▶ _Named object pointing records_
====
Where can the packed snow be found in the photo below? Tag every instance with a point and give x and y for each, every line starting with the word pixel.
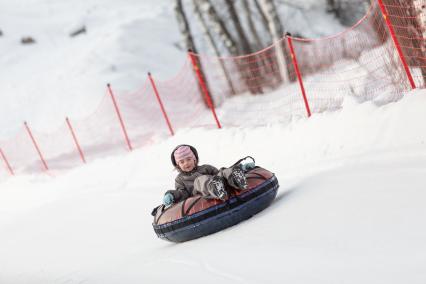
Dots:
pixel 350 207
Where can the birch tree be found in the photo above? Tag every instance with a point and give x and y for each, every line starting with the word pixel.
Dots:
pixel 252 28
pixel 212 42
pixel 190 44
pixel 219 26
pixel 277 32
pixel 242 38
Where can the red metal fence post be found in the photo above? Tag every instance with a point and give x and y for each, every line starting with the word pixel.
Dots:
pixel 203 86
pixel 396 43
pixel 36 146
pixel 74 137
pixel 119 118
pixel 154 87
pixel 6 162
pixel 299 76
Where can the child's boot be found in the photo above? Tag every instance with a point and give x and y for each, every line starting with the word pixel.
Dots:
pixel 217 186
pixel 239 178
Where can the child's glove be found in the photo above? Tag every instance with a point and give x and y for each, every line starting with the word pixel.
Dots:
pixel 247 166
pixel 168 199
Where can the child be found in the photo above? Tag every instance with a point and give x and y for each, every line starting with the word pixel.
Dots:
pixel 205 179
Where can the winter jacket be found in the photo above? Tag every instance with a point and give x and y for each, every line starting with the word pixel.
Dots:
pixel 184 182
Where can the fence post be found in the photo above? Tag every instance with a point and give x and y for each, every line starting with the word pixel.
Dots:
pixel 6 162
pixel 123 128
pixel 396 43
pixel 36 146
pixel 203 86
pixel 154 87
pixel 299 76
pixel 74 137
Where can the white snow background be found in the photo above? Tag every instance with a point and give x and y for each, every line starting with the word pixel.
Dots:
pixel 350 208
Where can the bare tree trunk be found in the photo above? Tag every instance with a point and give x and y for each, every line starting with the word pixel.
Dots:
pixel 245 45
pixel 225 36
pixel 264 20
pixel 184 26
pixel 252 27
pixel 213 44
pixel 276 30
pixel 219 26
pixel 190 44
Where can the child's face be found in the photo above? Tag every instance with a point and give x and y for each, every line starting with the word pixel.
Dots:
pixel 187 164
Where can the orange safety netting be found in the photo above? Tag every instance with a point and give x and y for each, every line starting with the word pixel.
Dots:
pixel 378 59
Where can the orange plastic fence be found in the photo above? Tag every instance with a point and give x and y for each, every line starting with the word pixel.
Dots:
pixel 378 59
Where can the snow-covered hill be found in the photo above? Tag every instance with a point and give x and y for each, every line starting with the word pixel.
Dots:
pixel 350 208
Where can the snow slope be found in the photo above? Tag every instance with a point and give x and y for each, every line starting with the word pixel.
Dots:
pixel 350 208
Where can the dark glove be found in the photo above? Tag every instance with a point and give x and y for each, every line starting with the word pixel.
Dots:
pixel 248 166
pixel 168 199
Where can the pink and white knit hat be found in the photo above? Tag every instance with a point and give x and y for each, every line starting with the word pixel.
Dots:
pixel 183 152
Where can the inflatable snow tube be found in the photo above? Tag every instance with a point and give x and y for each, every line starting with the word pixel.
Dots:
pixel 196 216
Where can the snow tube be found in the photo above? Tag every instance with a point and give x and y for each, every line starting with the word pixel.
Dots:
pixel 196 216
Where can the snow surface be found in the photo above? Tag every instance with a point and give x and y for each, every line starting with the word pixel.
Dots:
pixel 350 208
====
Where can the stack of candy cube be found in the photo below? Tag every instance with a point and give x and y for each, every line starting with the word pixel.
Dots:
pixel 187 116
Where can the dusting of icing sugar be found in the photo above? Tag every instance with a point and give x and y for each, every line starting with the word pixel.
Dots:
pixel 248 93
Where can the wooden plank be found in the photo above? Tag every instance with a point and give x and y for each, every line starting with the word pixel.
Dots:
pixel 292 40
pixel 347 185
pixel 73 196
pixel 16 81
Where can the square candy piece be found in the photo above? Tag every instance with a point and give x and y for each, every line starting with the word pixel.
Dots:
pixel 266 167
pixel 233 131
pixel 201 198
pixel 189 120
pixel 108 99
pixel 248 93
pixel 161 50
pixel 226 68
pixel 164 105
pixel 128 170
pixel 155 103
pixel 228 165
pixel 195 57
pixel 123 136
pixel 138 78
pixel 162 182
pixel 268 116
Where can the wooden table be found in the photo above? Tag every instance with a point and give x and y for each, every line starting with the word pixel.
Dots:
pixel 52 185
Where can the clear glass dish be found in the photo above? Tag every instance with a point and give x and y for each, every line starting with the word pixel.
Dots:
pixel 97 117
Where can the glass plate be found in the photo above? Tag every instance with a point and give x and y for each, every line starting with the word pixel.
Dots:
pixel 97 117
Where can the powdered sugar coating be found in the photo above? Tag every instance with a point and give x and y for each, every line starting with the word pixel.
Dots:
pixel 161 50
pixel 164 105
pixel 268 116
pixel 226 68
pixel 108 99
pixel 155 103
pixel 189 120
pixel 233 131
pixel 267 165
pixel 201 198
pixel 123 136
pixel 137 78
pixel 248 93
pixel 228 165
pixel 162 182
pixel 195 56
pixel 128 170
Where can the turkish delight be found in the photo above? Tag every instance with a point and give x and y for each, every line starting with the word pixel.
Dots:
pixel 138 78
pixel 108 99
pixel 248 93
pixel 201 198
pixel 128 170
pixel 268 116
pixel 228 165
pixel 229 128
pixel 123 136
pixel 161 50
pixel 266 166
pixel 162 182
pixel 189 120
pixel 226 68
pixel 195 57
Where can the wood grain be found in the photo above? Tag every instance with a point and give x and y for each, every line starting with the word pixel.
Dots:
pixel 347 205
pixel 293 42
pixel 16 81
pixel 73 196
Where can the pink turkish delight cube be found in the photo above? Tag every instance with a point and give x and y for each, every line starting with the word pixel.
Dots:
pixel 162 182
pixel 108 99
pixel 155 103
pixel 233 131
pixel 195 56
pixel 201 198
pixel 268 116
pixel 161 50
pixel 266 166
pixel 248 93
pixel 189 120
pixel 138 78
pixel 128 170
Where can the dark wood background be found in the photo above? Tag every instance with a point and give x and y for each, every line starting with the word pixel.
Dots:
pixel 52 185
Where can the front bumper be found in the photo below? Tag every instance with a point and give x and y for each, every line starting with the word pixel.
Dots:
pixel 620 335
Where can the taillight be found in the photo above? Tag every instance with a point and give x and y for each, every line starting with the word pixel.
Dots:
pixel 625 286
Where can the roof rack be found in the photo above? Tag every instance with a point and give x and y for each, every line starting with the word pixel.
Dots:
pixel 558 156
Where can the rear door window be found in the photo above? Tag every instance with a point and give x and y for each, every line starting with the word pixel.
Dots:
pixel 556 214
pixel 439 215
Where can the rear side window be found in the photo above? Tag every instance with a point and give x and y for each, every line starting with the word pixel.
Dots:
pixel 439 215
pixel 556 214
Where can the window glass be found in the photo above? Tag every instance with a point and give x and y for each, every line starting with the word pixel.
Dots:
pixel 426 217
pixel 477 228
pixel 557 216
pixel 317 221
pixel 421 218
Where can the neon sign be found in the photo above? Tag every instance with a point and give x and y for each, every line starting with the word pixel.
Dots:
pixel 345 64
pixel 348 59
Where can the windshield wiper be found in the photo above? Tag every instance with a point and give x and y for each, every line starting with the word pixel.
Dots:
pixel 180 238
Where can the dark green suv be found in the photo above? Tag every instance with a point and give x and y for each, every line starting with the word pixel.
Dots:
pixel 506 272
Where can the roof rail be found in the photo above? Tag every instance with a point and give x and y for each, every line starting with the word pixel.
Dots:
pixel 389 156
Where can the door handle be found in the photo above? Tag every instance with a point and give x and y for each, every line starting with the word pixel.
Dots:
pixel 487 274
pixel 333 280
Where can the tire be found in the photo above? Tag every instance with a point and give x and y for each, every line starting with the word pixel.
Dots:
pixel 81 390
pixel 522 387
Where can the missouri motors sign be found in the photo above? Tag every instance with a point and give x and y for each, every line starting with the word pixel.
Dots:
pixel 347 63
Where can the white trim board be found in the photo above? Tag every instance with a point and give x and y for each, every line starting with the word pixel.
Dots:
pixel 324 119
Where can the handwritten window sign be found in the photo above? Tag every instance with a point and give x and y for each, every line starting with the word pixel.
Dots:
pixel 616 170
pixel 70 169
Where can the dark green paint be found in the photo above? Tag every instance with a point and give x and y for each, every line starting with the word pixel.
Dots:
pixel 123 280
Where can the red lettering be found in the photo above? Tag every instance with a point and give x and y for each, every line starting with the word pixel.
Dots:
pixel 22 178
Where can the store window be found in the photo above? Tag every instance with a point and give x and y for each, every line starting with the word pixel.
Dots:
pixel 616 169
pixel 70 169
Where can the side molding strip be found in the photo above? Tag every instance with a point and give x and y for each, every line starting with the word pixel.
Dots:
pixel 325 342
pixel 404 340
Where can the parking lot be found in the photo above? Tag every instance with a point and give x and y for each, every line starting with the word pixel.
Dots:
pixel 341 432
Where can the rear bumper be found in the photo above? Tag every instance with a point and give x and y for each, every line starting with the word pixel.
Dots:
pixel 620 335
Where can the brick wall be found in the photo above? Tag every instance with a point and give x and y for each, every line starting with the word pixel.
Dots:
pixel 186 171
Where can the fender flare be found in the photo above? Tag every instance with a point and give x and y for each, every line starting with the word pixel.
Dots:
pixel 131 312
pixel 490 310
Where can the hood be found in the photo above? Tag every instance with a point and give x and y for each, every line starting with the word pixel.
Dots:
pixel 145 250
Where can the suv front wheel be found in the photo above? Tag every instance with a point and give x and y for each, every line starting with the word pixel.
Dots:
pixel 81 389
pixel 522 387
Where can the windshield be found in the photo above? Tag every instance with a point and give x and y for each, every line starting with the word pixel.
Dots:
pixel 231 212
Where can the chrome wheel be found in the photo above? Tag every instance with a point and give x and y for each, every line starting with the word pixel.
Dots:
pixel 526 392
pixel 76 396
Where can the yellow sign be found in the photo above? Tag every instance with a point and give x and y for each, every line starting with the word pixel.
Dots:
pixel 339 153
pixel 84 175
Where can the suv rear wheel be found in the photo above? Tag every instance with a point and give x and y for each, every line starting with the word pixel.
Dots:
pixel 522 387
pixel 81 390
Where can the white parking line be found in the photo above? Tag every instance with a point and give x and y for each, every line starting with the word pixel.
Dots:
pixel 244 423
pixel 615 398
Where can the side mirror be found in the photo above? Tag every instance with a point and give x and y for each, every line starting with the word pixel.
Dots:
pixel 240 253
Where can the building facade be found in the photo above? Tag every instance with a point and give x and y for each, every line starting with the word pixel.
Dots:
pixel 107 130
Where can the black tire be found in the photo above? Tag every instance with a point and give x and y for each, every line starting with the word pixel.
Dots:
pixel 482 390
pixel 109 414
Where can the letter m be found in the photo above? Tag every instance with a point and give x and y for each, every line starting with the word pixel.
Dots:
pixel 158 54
====
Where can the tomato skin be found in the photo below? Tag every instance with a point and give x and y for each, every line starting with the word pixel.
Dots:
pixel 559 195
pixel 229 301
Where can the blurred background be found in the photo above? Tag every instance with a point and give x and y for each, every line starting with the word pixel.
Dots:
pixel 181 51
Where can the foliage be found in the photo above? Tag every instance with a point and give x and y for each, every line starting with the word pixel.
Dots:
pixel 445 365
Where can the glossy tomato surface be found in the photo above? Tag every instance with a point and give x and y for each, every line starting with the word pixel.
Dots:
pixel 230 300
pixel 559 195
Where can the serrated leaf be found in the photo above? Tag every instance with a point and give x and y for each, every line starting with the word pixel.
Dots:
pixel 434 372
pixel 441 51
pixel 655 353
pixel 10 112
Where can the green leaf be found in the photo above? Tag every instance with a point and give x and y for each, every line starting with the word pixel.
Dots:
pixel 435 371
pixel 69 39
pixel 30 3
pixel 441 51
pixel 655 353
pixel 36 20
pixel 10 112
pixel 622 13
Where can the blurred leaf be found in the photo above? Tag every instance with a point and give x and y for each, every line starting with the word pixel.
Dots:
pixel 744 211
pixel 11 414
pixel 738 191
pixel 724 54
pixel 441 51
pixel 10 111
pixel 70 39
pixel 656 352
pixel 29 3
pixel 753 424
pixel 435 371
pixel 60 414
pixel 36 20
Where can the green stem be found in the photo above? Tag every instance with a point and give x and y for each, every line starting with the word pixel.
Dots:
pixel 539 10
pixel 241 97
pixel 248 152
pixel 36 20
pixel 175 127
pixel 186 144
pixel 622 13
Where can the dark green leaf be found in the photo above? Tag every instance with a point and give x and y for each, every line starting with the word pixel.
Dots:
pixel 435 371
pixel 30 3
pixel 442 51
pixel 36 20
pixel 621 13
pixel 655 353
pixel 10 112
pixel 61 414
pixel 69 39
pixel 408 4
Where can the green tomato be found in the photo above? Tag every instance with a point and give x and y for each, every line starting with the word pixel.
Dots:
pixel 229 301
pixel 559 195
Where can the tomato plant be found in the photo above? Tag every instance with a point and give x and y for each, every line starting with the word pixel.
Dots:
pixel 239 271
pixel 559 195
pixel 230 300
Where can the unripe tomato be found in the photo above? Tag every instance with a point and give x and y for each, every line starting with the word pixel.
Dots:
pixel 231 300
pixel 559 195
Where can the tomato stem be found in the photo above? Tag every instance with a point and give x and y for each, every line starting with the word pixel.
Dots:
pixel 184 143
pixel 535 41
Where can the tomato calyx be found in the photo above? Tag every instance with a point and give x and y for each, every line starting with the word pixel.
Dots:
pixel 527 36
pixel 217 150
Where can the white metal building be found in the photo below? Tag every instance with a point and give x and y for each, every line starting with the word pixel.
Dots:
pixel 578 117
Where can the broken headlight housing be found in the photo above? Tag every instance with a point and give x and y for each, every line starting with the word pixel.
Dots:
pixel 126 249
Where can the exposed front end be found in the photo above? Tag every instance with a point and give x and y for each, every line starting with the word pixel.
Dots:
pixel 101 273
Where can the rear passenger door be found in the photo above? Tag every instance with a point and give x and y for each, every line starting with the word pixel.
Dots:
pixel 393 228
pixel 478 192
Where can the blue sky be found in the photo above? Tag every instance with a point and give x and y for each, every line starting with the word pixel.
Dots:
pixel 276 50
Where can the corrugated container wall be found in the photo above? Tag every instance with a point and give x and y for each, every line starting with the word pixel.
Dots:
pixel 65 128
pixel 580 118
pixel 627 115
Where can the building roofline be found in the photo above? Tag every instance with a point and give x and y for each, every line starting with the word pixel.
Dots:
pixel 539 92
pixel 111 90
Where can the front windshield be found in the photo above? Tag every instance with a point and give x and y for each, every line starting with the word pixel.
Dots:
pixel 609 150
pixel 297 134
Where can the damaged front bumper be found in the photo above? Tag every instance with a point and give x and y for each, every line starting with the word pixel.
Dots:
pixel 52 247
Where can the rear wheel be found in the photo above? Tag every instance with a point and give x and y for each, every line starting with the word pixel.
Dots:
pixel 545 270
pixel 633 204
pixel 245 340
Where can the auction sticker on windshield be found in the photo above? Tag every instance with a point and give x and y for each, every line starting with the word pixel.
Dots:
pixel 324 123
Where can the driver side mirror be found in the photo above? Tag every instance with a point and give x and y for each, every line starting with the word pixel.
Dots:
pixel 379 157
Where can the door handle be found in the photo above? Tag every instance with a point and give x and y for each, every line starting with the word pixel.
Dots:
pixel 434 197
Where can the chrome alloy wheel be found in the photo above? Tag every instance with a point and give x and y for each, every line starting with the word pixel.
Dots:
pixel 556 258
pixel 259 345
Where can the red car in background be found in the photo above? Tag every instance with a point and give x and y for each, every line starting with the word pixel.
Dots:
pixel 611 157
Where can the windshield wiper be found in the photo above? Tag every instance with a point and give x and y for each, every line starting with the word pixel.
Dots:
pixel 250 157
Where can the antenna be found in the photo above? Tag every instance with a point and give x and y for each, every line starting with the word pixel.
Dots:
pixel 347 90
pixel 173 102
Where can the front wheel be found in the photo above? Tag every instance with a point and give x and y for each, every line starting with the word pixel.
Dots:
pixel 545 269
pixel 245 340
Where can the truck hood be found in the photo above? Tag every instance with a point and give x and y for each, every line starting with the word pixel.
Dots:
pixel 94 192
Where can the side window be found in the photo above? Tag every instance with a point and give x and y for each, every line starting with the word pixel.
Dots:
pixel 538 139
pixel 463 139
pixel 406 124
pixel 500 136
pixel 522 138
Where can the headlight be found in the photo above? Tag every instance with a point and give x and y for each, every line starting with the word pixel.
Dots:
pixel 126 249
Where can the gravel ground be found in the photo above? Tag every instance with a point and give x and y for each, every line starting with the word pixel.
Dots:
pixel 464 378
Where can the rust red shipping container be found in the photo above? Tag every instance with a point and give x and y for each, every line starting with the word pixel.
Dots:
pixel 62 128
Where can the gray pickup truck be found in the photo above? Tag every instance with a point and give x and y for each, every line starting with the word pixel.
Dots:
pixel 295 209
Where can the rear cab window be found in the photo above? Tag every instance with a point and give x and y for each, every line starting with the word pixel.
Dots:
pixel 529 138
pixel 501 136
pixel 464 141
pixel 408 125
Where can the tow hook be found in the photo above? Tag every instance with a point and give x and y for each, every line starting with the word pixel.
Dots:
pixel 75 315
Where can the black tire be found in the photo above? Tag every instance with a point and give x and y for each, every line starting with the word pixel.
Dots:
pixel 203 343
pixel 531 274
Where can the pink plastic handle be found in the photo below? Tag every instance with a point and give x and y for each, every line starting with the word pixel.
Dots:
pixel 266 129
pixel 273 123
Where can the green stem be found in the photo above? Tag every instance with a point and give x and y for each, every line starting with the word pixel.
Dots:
====
▶ _Set exercise_
Copy out the stretch from the line containing "Where can the packed" through the line containing "pixel 350 207", substituting "fresh snow" for "packed snow" and keeping everything else the same. Leave the picture out of your answer.

▶ _Reply to the exercise_
Where can the fresh snow be found in the photo below? Tag every instance with a point and give x and y for each, every line starting with the word pixel.
Dots:
pixel 350 207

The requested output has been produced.